Problem 1 »
Answer these questions using the shopping tip text:
(a) Which three items does the writer give as examples of what goes on the short shopping list?
(b) What were the terms of the recent Pick 'n Pay special on certain vegetables?
(c) Below what price per kilogram does the writer consider beef mince a fairly good deal?
Problem 2 »
Print everything in the shopping tip text from "I go to the" down to "week. Yes, really.".

Document »
==================================================

The first tip : shop the specials.
I go to the shops with a very short shopping list - with the items I really need for the week - ie tinned tomatoes, coconut milk, milk - but when it comes to vegetables and meat, I almost only shop the specials. Yes, this may mean that you need to be a little more inventive in the kitchen, but you can easily save a few hundred rand a week. Yes, really.

As an example, Pick 'n Pay has recently had a 2 for R25 special on certain vegetables - cauliflower, packets of butternut and pumpkin and mushrooms. So, for R50, you can get enough butternut for a decent amount of soup as well as two packets of cauliflower for mash or rice. I also generally keep certain figures in my head - for example, if beef mince is less than R69.00 / kg, I think it's a fairly good deal. That way, even if a supermarket is showing 'R10 off a kg', but it's still R70.00 / kg, I know it's not much of a special.

==================================================

Records in a dataset:
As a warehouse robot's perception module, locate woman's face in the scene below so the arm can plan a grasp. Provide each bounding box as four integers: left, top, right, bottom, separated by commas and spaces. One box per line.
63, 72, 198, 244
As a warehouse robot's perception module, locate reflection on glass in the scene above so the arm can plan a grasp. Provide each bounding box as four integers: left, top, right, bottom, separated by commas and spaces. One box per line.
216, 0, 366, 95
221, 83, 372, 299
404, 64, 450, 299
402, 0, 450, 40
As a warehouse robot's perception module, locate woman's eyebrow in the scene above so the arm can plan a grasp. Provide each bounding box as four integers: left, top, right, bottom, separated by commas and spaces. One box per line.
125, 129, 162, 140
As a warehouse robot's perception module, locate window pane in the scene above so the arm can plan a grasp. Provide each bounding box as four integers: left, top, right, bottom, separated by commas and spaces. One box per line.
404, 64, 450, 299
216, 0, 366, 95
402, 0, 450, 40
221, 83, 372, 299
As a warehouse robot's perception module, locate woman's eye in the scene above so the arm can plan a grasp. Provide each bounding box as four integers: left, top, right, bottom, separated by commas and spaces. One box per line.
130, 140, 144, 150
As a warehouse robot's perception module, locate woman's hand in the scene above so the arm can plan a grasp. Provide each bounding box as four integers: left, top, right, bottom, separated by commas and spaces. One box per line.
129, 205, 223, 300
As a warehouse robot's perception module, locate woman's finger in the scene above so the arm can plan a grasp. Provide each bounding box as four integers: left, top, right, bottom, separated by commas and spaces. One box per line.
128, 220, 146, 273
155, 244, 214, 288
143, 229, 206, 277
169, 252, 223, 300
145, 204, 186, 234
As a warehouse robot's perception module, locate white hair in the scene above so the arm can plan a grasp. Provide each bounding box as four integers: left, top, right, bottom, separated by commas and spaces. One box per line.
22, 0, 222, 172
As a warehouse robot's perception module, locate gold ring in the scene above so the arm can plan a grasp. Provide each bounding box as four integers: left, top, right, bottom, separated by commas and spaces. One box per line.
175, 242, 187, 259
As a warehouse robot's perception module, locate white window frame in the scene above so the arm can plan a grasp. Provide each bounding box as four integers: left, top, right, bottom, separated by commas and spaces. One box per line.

==================================================

Task answer 1 »
(a) Tinned tomatoes, coconut milk and milk.
(b) 2 for R25.
(c) R69.00 per kilogram.

Task answer 2 »
I go to the shops with a very short shopping list - with the items I really need for the week - ie tinned tomatoes, coconut milk, milk - but when it comes to vegetables and meat, I almost only shop the specials. Yes, this may mean that you need to be a little more inventive in the kitchen, but you can easily save a few hundred rand a week. Yes, really.